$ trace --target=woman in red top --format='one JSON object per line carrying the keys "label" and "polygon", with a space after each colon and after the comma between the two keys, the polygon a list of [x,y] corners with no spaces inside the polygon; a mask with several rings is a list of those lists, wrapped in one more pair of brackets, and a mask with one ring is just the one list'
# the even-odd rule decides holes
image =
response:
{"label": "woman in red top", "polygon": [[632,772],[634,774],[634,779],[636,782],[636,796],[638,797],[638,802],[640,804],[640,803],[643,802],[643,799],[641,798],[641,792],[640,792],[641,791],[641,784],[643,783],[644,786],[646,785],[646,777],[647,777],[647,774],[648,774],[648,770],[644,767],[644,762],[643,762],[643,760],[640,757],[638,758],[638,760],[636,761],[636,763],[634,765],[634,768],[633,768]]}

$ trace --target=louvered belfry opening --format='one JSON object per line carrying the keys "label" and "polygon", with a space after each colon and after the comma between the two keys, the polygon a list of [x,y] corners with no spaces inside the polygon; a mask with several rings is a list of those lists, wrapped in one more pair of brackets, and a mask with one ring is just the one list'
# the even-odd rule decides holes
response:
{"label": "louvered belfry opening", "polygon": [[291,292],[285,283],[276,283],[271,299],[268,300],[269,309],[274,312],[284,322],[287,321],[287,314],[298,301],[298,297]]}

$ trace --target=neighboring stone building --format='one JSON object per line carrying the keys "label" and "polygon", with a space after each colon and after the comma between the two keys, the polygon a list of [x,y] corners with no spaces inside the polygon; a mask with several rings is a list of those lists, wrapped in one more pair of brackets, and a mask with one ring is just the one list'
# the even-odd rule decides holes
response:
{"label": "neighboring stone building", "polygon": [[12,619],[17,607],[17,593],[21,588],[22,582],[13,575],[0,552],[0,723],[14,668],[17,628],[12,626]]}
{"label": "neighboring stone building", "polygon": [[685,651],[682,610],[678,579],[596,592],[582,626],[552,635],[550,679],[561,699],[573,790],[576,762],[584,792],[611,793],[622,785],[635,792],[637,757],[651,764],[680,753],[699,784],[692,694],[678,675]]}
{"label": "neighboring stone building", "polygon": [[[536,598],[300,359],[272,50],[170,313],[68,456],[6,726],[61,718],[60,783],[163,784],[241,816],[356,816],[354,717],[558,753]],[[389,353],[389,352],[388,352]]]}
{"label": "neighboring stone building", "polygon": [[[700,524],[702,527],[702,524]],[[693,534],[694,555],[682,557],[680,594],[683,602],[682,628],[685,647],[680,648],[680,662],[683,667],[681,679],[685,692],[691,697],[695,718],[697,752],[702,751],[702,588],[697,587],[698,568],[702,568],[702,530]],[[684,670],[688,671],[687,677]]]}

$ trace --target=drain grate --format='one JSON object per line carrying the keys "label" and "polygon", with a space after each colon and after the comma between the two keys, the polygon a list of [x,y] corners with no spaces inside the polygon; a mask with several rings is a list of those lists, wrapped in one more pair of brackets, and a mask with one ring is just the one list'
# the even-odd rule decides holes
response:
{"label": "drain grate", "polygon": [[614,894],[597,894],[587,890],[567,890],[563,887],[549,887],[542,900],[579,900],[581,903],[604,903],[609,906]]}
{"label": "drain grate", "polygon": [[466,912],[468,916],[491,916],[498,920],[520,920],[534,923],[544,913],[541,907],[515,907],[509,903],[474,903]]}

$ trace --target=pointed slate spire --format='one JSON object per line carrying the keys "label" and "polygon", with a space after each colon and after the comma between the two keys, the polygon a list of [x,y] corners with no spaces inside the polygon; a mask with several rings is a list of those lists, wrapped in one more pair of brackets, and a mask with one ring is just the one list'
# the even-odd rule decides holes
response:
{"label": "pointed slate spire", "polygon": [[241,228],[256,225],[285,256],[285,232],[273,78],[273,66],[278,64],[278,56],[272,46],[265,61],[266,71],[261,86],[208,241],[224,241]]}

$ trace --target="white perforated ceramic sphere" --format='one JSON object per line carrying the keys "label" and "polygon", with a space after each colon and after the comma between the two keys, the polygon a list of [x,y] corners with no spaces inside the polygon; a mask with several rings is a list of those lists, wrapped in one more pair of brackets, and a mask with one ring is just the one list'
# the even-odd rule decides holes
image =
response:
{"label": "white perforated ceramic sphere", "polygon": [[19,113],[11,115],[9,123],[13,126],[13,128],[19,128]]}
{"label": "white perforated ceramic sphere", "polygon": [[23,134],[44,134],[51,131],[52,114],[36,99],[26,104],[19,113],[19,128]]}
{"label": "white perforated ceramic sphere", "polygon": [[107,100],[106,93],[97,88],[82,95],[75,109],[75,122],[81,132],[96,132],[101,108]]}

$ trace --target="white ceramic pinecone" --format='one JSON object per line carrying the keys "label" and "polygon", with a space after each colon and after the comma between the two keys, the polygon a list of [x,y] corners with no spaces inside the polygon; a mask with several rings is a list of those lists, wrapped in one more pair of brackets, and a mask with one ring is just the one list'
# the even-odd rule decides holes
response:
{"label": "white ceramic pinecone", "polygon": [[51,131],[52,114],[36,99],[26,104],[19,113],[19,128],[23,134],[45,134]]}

* * * * *

REQUIREMENT -
Return all of the entries exactly as they were supplied.

FULL OUTPUT -
$ trace --target=woman in red top --format='one JSON object per line carrying the keys "label" and "polygon", with a space after each colon and after the comma between the two keys, the polygon a list of [x,y] corners with no spaces inside the polygon; a mask with several rings is a list of those lists, wrapped in one more pair of brackets, and a mask with one ring is just the one list'
# the even-odd rule decides holes
image =
response:
{"label": "woman in red top", "polygon": [[632,772],[634,774],[634,779],[636,782],[636,796],[638,797],[638,802],[640,804],[640,803],[643,802],[643,799],[641,798],[641,792],[640,792],[641,791],[641,784],[643,783],[644,786],[646,785],[646,777],[647,777],[647,774],[648,774],[648,770],[644,767],[644,762],[643,762],[643,760],[640,757],[638,758],[638,760],[636,761],[636,763],[634,765],[634,768],[633,768]]}

$ trace --target=louvered belfry opening --format='one JSON object per line carrying the keys "label" and "polygon", with a space after each colon and after the comma between the two keys, the polygon a list of [x,y] corners with no spaces inside the polygon; a mask with several rings is a list of those lists, wrapped in one more pair of brackets, and a mask with one ring is just the one list'
# the even-odd rule decides holes
response:
{"label": "louvered belfry opening", "polygon": [[291,292],[285,283],[276,283],[271,299],[268,300],[269,309],[274,312],[284,322],[287,321],[287,314],[298,301],[298,297]]}

$ trace --target=neighboring stone building --format='one JSON object per line carrying the keys "label" and "polygon", with a space after each colon and after the comma between the two keys, the polygon a list of [x,y] corners with no spaces inside the polygon; a mask with several rings is a list of those lists, wrapped in one more pair of brackets, and a mask with one ring is just the one list'
# the even-odd rule decides holes
response:
{"label": "neighboring stone building", "polygon": [[12,619],[17,607],[17,593],[21,588],[22,582],[13,575],[0,552],[0,723],[14,668],[17,628],[12,626]]}
{"label": "neighboring stone building", "polygon": [[685,651],[682,610],[678,579],[596,592],[582,626],[552,635],[550,679],[561,699],[573,790],[576,762],[584,792],[611,793],[622,785],[635,792],[637,757],[651,764],[680,753],[699,784],[692,694],[678,675]]}
{"label": "neighboring stone building", "polygon": [[[536,598],[300,359],[272,50],[170,313],[68,456],[6,726],[61,718],[60,783],[163,784],[241,816],[356,816],[354,717],[558,753]],[[389,353],[389,352],[388,352]]]}
{"label": "neighboring stone building", "polygon": [[[700,524],[702,527],[702,524]],[[693,534],[694,555],[682,557],[680,594],[683,602],[682,628],[685,647],[680,648],[680,662],[683,667],[681,679],[685,692],[691,697],[695,718],[697,752],[702,751],[702,588],[697,587],[698,568],[702,568],[702,530]],[[684,670],[688,671],[687,677]]]}

$ trace --target=drain grate --format='one JSON object per line carrying the keys "label" and "polygon", with a space after each colon and after the comma between the two keys, the polygon a list of [x,y] corners with no spaces inside the polygon; a mask with several rings is a list of those lists, wrapped in one more pair of brackets, and a mask with one ring is just the one list'
# the even-odd rule decides holes
response:
{"label": "drain grate", "polygon": [[614,894],[597,894],[587,890],[567,890],[563,887],[549,887],[542,900],[579,900],[581,903],[604,903],[609,906]]}
{"label": "drain grate", "polygon": [[466,912],[468,916],[491,916],[498,920],[520,920],[534,923],[544,913],[541,907],[515,907],[509,903],[474,903]]}

$ trace --target=pointed slate spire --format='one JSON object per line carrying the keys "label" and "polygon", with a space after each colon and after the comma between the two keys, the polygon a list of [x,y] corners with no spaces inside the polygon; a mask with several rings is a list of those lists, wrapped in one more pair of brackets, and a mask with one ring is just the one list'
# the even-odd rule decides holes
response:
{"label": "pointed slate spire", "polygon": [[241,228],[256,225],[285,256],[285,232],[273,78],[273,66],[278,64],[278,56],[272,46],[265,61],[266,71],[261,86],[208,241],[224,241]]}

$ trace --target="white perforated ceramic sphere" --format='one JSON object per line carrying the keys "label" and "polygon", with a space after each colon and after the comma between the two keys, the polygon a list of [x,y] corners with no spaces inside the polygon; a mask with several rings is a list of those lists, wrapped in one more pair of brackets, and a mask with one ring is just the one list'
# the even-odd rule decides holes
image =
response:
{"label": "white perforated ceramic sphere", "polygon": [[19,113],[11,115],[9,123],[13,126],[13,128],[19,128]]}
{"label": "white perforated ceramic sphere", "polygon": [[23,134],[44,134],[51,131],[52,114],[36,99],[26,104],[19,113],[19,128]]}
{"label": "white perforated ceramic sphere", "polygon": [[107,100],[106,93],[97,88],[82,95],[75,109],[75,122],[81,132],[96,132],[101,108]]}

$ trace --target="white ceramic pinecone" --format='one JSON object per line carrying the keys "label" and "polygon", with a space after each colon and after the comma between the two keys, the polygon a list of [x,y] corners with no spaces inside the polygon; a mask with several rings is a list of those lists, wrapped in one more pair of brackets, and a mask with one ring is just the one list'
# the even-odd rule decides holes
response:
{"label": "white ceramic pinecone", "polygon": [[51,131],[52,114],[36,99],[26,104],[19,113],[19,128],[23,134],[45,134]]}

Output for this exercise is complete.